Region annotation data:

══════════

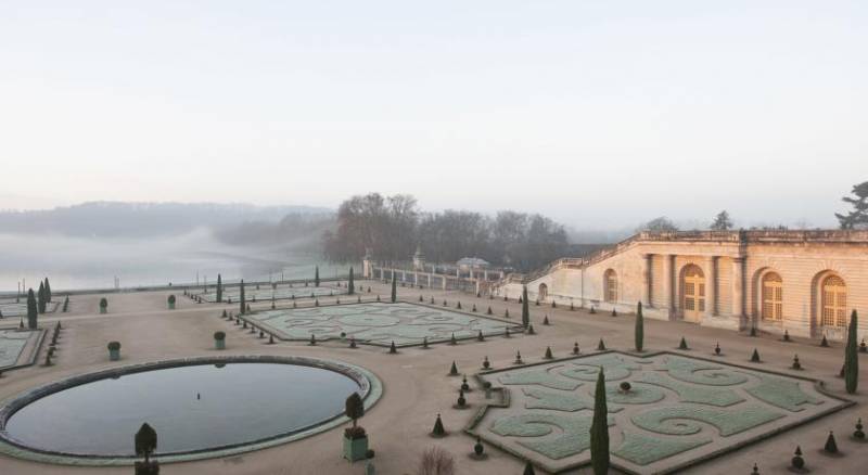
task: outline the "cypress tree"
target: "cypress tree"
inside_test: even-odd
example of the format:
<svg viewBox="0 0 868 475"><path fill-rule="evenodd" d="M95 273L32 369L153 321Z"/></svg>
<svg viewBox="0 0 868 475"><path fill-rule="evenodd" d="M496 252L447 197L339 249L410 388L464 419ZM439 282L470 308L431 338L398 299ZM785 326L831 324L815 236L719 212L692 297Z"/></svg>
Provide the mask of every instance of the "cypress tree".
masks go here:
<svg viewBox="0 0 868 475"><path fill-rule="evenodd" d="M859 385L859 356L856 345L856 326L858 316L856 310L850 316L850 329L847 329L847 345L844 347L844 386L848 394L856 393Z"/></svg>
<svg viewBox="0 0 868 475"><path fill-rule="evenodd" d="M241 280L241 295L238 308L238 312L244 314L244 310L246 309L246 306L244 305L244 279Z"/></svg>
<svg viewBox="0 0 868 475"><path fill-rule="evenodd" d="M527 285L522 287L522 326L531 324L531 309L527 306Z"/></svg>
<svg viewBox="0 0 868 475"><path fill-rule="evenodd" d="M595 475L609 473L609 409L605 405L605 374L600 368L593 393L593 422L590 425L590 463Z"/></svg>
<svg viewBox="0 0 868 475"><path fill-rule="evenodd" d="M642 344L644 343L644 318L642 317L642 303L640 301L636 306L636 351L642 350Z"/></svg>
<svg viewBox="0 0 868 475"><path fill-rule="evenodd" d="M36 295L34 295L34 290L30 288L27 291L27 328L30 330L36 330L36 319L39 314L38 310L36 306Z"/></svg>
<svg viewBox="0 0 868 475"><path fill-rule="evenodd" d="M39 313L46 312L46 283L39 282L39 292L36 298L36 308Z"/></svg>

══════════

→ What you should do
Copy out every line of the data above word for word, leaving out the pictures.

→ Answer to the exercise
task: outline the "cypress tree"
target: "cypress tree"
inside_test: even-odd
example of the format:
<svg viewBox="0 0 868 475"><path fill-rule="evenodd" d="M95 273L32 369L153 321Z"/></svg>
<svg viewBox="0 0 868 475"><path fill-rule="evenodd" d="M496 252L447 197L339 249L410 388L464 419ZM439 282L470 308L431 338L398 299ZM785 326L831 324L815 236L719 212L692 297Z"/></svg>
Provide the mask of every instance of the "cypress tree".
masks go here:
<svg viewBox="0 0 868 475"><path fill-rule="evenodd" d="M859 385L859 356L856 345L856 326L858 316L856 310L850 316L850 329L847 329L847 345L844 347L844 386L848 394L856 393Z"/></svg>
<svg viewBox="0 0 868 475"><path fill-rule="evenodd" d="M241 280L241 295L238 308L238 312L244 314L244 310L246 309L246 306L244 305L244 279Z"/></svg>
<svg viewBox="0 0 868 475"><path fill-rule="evenodd" d="M527 285L522 287L522 326L531 324L531 309L527 306Z"/></svg>
<svg viewBox="0 0 868 475"><path fill-rule="evenodd" d="M595 475L609 473L609 409L605 405L605 374L600 368L593 393L593 422L590 425L590 463Z"/></svg>
<svg viewBox="0 0 868 475"><path fill-rule="evenodd" d="M642 344L644 343L644 318L642 317L642 303L640 301L636 306L636 351L642 350Z"/></svg>
<svg viewBox="0 0 868 475"><path fill-rule="evenodd" d="M36 295L34 295L34 290L30 288L27 291L27 328L30 330L36 330L36 319L39 314L38 310L36 306Z"/></svg>
<svg viewBox="0 0 868 475"><path fill-rule="evenodd" d="M39 313L46 312L46 283L39 282L39 292L36 298L36 308Z"/></svg>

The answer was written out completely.